Materials provided.

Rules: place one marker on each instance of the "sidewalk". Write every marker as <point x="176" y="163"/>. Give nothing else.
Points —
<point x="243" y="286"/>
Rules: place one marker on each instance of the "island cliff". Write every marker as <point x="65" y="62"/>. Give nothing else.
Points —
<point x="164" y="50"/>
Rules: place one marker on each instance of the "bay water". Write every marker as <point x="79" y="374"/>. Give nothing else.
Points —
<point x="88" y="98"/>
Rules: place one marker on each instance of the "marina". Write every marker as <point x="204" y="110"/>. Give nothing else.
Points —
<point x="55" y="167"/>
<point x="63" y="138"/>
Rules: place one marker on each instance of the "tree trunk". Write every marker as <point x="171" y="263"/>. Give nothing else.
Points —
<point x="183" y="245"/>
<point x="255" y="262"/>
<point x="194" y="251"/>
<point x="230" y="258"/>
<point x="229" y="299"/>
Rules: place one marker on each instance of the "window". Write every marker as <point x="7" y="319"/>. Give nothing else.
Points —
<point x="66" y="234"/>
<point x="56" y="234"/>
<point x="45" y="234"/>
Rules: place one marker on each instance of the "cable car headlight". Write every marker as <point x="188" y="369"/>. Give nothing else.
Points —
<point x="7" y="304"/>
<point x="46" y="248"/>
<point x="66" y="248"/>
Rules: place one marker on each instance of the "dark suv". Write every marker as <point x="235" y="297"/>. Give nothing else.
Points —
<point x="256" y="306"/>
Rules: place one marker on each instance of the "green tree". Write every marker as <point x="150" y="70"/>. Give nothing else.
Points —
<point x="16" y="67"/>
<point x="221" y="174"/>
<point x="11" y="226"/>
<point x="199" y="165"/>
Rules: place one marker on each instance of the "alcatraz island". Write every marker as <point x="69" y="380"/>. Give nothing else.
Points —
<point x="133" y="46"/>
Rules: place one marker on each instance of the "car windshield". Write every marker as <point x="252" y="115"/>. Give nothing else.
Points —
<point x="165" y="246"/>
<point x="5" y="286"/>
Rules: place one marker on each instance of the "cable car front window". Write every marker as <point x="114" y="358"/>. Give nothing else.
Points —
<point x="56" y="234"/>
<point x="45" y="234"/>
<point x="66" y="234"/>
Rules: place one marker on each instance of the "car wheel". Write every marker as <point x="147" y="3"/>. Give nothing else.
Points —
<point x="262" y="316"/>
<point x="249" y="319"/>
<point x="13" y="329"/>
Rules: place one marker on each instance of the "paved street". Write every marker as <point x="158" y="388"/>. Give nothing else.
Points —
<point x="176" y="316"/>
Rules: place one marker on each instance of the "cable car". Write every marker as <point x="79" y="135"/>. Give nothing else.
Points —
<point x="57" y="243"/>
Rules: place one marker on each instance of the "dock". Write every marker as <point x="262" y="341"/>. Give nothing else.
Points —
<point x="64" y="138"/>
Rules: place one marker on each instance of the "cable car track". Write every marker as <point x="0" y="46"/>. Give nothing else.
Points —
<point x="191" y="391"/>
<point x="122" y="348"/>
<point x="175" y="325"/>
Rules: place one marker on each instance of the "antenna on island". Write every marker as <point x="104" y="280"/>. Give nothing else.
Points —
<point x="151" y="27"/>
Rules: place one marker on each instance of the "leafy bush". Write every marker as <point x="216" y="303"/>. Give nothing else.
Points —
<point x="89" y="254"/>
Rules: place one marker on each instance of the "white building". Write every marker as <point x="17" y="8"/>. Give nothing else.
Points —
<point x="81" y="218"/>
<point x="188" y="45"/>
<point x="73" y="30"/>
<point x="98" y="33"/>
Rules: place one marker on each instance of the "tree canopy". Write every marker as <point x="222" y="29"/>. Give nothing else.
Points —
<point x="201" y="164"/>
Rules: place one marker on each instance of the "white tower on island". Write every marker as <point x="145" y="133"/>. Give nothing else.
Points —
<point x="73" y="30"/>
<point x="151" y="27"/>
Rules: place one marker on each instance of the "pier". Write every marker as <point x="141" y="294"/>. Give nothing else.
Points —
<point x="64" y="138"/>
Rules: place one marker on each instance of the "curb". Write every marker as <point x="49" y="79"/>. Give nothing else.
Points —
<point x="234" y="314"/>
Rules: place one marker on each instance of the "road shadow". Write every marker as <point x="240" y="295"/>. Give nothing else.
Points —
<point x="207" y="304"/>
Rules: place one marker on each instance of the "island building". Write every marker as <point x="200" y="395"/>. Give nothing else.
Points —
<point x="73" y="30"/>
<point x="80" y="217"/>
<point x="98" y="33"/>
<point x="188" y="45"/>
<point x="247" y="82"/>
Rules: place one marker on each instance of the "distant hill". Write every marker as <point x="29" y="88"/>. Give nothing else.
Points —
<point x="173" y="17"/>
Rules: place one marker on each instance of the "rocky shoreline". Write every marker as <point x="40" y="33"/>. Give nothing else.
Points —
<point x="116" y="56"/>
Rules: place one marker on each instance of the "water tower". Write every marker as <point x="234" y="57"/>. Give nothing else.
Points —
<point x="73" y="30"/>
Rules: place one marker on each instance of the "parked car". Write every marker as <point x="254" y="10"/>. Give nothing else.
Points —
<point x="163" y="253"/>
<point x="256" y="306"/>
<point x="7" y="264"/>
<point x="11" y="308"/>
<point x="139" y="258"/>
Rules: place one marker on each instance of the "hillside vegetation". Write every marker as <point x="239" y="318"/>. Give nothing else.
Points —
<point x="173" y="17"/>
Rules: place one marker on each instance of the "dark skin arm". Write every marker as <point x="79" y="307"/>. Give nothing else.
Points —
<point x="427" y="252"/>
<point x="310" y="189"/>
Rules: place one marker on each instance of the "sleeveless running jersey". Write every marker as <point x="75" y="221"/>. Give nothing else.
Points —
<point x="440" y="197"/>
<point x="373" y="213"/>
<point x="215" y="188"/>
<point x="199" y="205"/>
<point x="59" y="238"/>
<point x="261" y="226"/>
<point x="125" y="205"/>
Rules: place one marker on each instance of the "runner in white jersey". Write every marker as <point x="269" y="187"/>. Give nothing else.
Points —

Exercise aim.
Set down each record again, exactly as written.

Exercise response.
Rules: place one marker on each instance of the "sidewalk". Write every marker as <point x="176" y="163"/>. Give nothing else.
Points —
<point x="243" y="286"/>
Rules: place one marker on each instance of the "island cliff". Write every marker as <point x="65" y="62"/>. Give nothing else.
Points —
<point x="164" y="50"/>
Rules: place one marker on each instance of the "bay water". Write every marker as <point x="79" y="374"/>. Give nothing else.
Points —
<point x="88" y="98"/>
Rules: place one marker on each instance of the "marina". Write every marker as <point x="204" y="110"/>. Give nothing else.
Points —
<point x="55" y="167"/>
<point x="63" y="138"/>
Rules: place one marker on each instance of the "tree trunk". Write every marker as <point x="171" y="263"/>. Give nothing else.
Points —
<point x="183" y="245"/>
<point x="255" y="262"/>
<point x="194" y="251"/>
<point x="230" y="258"/>
<point x="229" y="299"/>
Rules: place one marker on each instance of the "window". Write every marker as <point x="7" y="319"/>. Give nothing else.
Points —
<point x="66" y="234"/>
<point x="56" y="234"/>
<point x="45" y="234"/>
Rules: place one marker on each instance of the "cable car headlight". Write every marker as <point x="188" y="369"/>. Give nothing else.
Points —
<point x="7" y="304"/>
<point x="46" y="248"/>
<point x="66" y="248"/>
Rules: place one marker on each instance of the "dark suv". Write every marker as <point x="235" y="297"/>. Give nothing else.
Points —
<point x="256" y="306"/>
Rules: place one marker on each instance of the "green tree". Write every marker as <point x="150" y="70"/>. Give nothing else.
Points —
<point x="16" y="67"/>
<point x="221" y="174"/>
<point x="11" y="226"/>
<point x="199" y="165"/>
Rules: place one marker on each instance of the "alcatraz island". Write every marker as <point x="69" y="380"/>. Give nothing else.
Points —
<point x="133" y="46"/>
Rules: place one marker on each instance of the "car windshield". Write every marker as <point x="252" y="115"/>. Give nothing else.
Points —
<point x="165" y="246"/>
<point x="5" y="286"/>
Rules: place one marker on each instance of the "cable car front window". Write every marker as <point x="114" y="358"/>. Give nothing else.
Points —
<point x="56" y="234"/>
<point x="45" y="234"/>
<point x="66" y="234"/>
Rules: place one marker on each instance of the "car wheel". Write every marker as <point x="147" y="3"/>. Give nothing else.
Points —
<point x="262" y="316"/>
<point x="249" y="319"/>
<point x="13" y="329"/>
Rules: place one marker on each instance of the "paved street". Write every marker as <point x="158" y="388"/>. Give nothing else.
Points —
<point x="176" y="316"/>
Rules: place one marker on each instance of the "cable car". Write every marker as <point x="79" y="135"/>. Give nothing else.
Points —
<point x="57" y="243"/>
Rules: place one marker on each instance of the "dock". Write every marker as <point x="262" y="341"/>. Give nothing else.
Points —
<point x="64" y="138"/>
Rules: place one marker on each instance of the "cable car track". Write every marker as <point x="0" y="46"/>. Give nothing else.
Points —
<point x="191" y="391"/>
<point x="122" y="348"/>
<point x="175" y="325"/>
Rules: place one marker on each instance of the "antenna on island". Write every marker as <point x="104" y="280"/>. Give nothing else.
Points —
<point x="151" y="27"/>
Rules: place one marker on each instance of the "leafy bush". Write every marker as <point x="216" y="303"/>. Give nothing else.
Points —
<point x="89" y="254"/>
Rules: place one marker on each instance of the "white building". Write every marker as <point x="17" y="8"/>. Give nothing else.
Points —
<point x="81" y="218"/>
<point x="188" y="45"/>
<point x="73" y="30"/>
<point x="98" y="33"/>
Rules: place one marker on each instance of the "tree canopy". Write every marker as <point x="222" y="29"/>. Give nothing else.
Points —
<point x="201" y="164"/>
Rules: place one marker on each instance of the "white tower on island". Write every marker as <point x="145" y="133"/>. Give nothing else.
Points —
<point x="73" y="30"/>
<point x="151" y="27"/>
Rules: place one marker on each instance of the "pier". Write every marker as <point x="141" y="294"/>. Give nothing else.
Points —
<point x="64" y="138"/>
Rules: place one marker on each instance of the "curb". Write every marker as <point x="49" y="79"/>. Give nothing else.
Points —
<point x="234" y="314"/>
Rules: place one marker on each instance of the "road shadow". Write every marker as <point x="240" y="295"/>. Give nothing else.
Points —
<point x="207" y="304"/>
Rules: place one marker on each instance of the "island building". Write every marker as <point x="200" y="395"/>. Give nothing else.
Points —
<point x="73" y="30"/>
<point x="80" y="217"/>
<point x="98" y="33"/>
<point x="188" y="45"/>
<point x="247" y="82"/>
Rules: place one marker on each instance of the "distant hill". Write every marker as <point x="29" y="88"/>. Give nothing else.
Points —
<point x="173" y="17"/>
Rules: place one marker on each instance of the "rocky shoreline". Write every marker as <point x="40" y="33"/>. Give nothing else.
Points —
<point x="116" y="56"/>
Rules: place one marker on each instance of the "water tower". Write every marker as <point x="234" y="57"/>. Give nothing else.
Points —
<point x="73" y="30"/>
Rules: place one marker on each instance of the "parked car". Write every marker as <point x="254" y="10"/>. Give nothing else.
Points —
<point x="163" y="253"/>
<point x="256" y="306"/>
<point x="7" y="264"/>
<point x="11" y="308"/>
<point x="139" y="258"/>
Rules: place one marker on each instance of the "hillside vegetation". Write every marker as <point x="239" y="318"/>. Give nothing else.
Points —
<point x="173" y="17"/>
Rules: place one marker on each instance of the "dark skin arm". Write every marker as <point x="79" y="307"/>. Give nothing else.
Points —
<point x="427" y="252"/>
<point x="310" y="189"/>
Rules: place one marker on each instance of the "sleeveless running jersey". Write every marker as <point x="75" y="221"/>. Give nothing else.
Points —
<point x="440" y="197"/>
<point x="373" y="213"/>
<point x="215" y="188"/>
<point x="199" y="205"/>
<point x="59" y="238"/>
<point x="261" y="226"/>
<point x="125" y="205"/>
Rules: place one marker on each instance of the "runner in white jersey". Write every marker as <point x="269" y="187"/>. Give nothing else.
Points —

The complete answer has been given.